======== Document passage ========
Still, the investment bank’s shares fell 2.8 per cent as it also disclosed an almost US$1 billion (RM4.13 billion) loss from the collapse of private fund Archegos.

Shares of JPMorgan Chase & Co, Goldman Sachs Group , Bank of America Corp and Wells Fargo & Co rose between 0.7 per cent and 3.8 per cent. The S&P financials index climbed to a second consecutive record finish.

“When this is all put in context, and compared with other sectors including technology, we’re going to see the financials’ results look very powerful,” said Diane Jaffee, senior portfolio manager at TCW.

“Given what we know about the Fed’s loosening on caps for dividend increases and buybacks after the next CCAR results in June, I think we’ll have a very strong half-year — at least — for financials.”

The Dow Jones Industrial Average rose 164.68 points, or 0.48 per cent, to 34,200.67; the S&P 500 gained 15.05 points, or 0.36 per cent, at 4,185.47; and the Nasdaq Composite added 13.58 points, or 0.1 per cent, at 14,052.34.

For the week, the S&P rose 1.4 per cent, the Dow added 1.2 per cent and the Nasdaq gained 1.1 per cent.
======== Available data ========
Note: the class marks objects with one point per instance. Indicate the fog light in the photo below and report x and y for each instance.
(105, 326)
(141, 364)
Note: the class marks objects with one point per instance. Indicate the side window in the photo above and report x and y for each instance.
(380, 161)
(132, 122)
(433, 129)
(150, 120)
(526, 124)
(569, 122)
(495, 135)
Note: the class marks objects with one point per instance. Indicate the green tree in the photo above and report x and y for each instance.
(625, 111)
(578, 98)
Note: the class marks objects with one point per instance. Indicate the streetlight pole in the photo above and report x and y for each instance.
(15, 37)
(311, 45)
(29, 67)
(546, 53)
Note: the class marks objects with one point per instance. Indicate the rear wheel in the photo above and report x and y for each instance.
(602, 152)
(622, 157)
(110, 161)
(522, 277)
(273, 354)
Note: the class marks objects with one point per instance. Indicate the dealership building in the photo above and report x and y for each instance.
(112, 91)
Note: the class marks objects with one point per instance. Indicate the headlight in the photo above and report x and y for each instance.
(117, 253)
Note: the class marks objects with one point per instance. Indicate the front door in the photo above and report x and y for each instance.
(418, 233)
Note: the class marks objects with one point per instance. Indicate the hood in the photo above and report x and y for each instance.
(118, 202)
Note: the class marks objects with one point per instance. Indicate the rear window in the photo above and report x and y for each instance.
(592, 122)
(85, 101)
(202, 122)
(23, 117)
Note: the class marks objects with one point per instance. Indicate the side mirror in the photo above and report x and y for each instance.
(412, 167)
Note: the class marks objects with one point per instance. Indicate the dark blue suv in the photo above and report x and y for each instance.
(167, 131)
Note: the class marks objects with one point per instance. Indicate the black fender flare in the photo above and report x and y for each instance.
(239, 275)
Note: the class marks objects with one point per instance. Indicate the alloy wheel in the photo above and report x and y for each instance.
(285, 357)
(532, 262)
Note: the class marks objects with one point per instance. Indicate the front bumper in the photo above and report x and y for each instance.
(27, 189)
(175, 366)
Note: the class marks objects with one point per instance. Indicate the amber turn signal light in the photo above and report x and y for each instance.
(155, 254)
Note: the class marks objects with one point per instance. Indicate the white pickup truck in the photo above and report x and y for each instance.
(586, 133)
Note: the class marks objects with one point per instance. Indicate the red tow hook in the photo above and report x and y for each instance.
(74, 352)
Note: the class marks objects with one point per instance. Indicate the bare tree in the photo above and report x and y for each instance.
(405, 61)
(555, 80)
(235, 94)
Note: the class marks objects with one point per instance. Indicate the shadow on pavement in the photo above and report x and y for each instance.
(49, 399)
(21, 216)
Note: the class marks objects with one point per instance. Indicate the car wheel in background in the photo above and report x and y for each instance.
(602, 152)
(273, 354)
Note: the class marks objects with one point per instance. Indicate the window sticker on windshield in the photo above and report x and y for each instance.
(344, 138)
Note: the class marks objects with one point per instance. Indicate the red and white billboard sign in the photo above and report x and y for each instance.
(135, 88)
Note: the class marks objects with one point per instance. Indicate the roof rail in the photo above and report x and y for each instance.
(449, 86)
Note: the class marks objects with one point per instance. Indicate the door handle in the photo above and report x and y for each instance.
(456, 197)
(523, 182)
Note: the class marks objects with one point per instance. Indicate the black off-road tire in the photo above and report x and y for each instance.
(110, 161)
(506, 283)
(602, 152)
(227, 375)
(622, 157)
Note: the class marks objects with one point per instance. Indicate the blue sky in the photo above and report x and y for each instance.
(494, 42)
========
- **Task list**:
1. According to the market report, which index climbed to a second consecutive record finish?
2. Please resume the market report after its last sentence.

- **Outputs by task**:
1. The S&P financials index.

2.
The Federal Reserve’s pledge to keep interest rates low despite higher inflation has also revived demand for richly valued technology stocks, although bond yields edged higher again yesterday after hitting multi-week lows a day earlier.

Of the tech-related behemoths that helped led Wall Street’s recovery last year from the coronavirus-fuelled crash, Apple Inc slipped 0.3 per cent yesterday, but Amazon.com Inc, Tesla Inc and Microsoft Corp all gained between 0.1 per cent and 0.6 per cent.

Volume on US exchanges was 9.99 billion shares, compared with the 11.02 billion average for the full session over the last 20 trading days.

Advancing issues outnumbered declining ones on the NYSE by a 1.36-to-1 ratio; on Nasdaq, a 1.20-to-1 ratio favoured decliners.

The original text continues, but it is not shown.